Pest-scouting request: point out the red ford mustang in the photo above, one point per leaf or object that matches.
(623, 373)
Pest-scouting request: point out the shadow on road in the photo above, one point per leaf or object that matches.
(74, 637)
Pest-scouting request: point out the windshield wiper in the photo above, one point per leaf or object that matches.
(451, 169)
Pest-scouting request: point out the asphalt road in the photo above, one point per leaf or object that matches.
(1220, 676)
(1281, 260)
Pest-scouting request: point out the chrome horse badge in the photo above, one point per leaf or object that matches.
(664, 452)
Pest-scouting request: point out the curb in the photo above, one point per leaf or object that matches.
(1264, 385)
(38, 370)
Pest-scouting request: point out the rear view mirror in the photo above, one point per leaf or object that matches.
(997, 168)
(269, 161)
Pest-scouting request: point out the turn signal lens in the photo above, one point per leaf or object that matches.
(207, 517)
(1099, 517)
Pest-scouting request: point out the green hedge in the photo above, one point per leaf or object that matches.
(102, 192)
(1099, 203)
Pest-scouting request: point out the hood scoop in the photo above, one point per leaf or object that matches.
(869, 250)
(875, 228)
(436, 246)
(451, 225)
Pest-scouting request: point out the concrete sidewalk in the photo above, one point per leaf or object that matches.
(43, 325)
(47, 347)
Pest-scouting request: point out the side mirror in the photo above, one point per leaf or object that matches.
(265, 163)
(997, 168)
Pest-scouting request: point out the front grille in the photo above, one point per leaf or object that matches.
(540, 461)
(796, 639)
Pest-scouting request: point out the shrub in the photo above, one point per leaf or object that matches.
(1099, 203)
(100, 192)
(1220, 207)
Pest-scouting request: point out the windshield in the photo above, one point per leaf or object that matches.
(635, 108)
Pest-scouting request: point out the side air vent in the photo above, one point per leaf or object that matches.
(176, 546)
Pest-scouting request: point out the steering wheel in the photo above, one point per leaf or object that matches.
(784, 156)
- - - -
▶ **SET PROBLEM**
Starting at the line that contains "Pest-scouting request: point out the windshield in", reproduce the records above word for word, ending with their final line.

▶ **RESPONSE TO THE EXERCISE**
Pest-scouting request: point out the windshield in the photo above, one point per leaf or object that matches.
(635, 108)
Pest-scouting request: point out the side air vent in the photo above, one point per leaf or object that matches.
(176, 546)
Pest-scouting request: point out the steering wheel in the photo above, one point per leaf or object that matches.
(784, 156)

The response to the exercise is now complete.